SUPPLIED RECORDS »
——————————

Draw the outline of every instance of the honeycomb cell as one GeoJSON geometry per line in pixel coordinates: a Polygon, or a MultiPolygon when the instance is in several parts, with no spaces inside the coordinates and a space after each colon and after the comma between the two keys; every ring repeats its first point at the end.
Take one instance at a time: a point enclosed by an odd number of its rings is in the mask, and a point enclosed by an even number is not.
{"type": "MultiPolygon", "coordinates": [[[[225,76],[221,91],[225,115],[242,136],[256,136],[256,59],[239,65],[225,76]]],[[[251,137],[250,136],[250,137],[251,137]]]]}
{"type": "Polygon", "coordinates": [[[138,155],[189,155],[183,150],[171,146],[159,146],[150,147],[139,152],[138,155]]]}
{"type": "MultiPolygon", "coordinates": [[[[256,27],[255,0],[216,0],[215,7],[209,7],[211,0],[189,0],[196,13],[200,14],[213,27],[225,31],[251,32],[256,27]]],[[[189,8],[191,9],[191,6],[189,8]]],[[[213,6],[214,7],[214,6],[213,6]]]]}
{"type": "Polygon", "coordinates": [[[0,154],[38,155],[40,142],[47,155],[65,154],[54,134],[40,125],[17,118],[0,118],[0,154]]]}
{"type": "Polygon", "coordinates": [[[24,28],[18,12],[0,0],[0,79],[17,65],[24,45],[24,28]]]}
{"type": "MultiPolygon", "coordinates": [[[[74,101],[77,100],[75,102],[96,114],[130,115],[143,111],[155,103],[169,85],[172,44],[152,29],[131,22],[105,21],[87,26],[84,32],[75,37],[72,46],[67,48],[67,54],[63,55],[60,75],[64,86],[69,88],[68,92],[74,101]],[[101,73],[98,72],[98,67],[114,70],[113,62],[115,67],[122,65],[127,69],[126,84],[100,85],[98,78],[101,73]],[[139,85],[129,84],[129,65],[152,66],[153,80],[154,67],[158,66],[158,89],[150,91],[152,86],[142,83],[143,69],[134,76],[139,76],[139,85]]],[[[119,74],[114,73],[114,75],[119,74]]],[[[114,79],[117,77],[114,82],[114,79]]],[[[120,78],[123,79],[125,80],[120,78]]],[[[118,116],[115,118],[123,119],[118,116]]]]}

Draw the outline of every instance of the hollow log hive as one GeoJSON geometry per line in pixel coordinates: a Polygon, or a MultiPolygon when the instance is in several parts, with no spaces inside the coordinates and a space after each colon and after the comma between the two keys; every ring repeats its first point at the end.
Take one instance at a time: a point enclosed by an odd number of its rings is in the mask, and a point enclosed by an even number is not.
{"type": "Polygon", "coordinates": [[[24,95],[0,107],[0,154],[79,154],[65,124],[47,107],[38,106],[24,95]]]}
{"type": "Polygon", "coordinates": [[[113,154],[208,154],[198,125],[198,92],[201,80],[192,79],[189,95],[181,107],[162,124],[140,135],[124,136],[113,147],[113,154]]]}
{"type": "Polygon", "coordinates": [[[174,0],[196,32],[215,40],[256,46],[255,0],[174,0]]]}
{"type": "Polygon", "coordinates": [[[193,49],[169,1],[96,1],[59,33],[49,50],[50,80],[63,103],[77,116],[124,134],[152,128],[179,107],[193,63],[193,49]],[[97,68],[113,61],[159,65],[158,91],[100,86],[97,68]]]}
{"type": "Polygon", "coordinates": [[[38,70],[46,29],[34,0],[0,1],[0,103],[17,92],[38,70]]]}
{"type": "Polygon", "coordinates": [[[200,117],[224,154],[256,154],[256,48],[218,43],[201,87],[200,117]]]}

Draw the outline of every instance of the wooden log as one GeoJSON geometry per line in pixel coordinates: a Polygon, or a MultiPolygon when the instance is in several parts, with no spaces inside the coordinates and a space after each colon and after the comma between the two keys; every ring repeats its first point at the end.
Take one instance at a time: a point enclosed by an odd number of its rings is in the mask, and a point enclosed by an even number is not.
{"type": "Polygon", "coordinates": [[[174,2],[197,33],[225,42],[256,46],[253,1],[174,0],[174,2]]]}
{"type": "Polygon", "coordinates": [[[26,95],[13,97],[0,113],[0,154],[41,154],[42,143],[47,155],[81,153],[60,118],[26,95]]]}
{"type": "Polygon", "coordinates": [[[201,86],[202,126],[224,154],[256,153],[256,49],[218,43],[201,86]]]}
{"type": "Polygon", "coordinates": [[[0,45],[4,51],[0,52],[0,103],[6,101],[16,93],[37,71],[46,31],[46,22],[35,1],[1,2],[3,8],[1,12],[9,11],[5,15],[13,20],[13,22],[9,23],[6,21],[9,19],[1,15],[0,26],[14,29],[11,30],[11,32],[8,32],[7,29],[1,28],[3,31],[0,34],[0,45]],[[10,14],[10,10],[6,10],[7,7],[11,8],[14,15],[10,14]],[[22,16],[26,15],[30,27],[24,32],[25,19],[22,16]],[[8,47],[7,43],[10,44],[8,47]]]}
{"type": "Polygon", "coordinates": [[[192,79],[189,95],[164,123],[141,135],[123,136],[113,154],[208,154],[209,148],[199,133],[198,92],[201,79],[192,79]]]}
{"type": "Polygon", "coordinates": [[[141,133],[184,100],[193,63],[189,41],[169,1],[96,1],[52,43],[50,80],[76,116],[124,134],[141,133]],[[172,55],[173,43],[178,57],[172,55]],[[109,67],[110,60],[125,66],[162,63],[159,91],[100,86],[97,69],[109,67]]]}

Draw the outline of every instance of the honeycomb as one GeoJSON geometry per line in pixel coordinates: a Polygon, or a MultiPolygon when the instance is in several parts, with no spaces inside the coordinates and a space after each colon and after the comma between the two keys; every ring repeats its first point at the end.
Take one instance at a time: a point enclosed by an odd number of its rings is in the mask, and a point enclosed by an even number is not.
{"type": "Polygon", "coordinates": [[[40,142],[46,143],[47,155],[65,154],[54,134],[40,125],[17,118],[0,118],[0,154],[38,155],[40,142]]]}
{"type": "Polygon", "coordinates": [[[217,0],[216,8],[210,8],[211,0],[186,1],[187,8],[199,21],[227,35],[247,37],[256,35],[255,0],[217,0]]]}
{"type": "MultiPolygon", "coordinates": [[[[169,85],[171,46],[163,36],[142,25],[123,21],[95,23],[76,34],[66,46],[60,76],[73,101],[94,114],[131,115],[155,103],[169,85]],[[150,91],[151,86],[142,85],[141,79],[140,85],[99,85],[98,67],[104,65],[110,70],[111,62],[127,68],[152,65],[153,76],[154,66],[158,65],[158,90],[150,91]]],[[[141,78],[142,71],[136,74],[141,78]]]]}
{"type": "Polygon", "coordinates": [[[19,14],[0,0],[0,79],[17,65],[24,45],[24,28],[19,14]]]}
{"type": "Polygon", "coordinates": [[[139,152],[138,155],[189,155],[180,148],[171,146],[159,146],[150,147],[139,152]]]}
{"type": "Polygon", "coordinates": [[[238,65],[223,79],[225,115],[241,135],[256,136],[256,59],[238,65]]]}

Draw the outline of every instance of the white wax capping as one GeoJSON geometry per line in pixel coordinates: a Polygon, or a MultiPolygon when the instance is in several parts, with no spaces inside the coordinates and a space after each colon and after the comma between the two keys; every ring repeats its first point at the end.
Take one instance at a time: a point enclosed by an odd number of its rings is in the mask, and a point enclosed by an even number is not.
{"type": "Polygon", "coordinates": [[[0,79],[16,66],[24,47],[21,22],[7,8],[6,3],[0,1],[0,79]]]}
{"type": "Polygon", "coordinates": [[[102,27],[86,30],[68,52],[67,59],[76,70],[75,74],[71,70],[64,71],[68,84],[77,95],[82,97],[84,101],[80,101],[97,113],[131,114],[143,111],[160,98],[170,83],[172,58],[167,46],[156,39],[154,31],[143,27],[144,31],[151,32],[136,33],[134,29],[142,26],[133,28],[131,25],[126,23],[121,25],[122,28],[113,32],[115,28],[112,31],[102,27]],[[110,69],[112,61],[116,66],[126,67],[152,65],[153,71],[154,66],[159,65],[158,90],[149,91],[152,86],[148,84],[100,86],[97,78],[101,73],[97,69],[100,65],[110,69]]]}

——————————

JOB » Pick out every line in the data above that contains the string "honeycomb", and copy each of those lines. The match is case-sensitive.

EXERCISE ANSWER »
Draw the outline of every instance of the honeycomb cell as one GeoJSON geometry per line in pixel coordinates: a Polygon, or a MultiPolygon when the instance is in several parts, with no spaces inside the coordinates and a space after each colon and after the comma between the two keys; every ring repeats its first point at the end.
Draw the outline of every instance of the honeycomb as one GeoJSON geometry per line in pixel coordinates: a Polygon, or a MultiPolygon when the instance is in several parts, with no spaces inside the coordinates and a space after each colon and after the comma between the two keys; every ring repeats its first point at the end.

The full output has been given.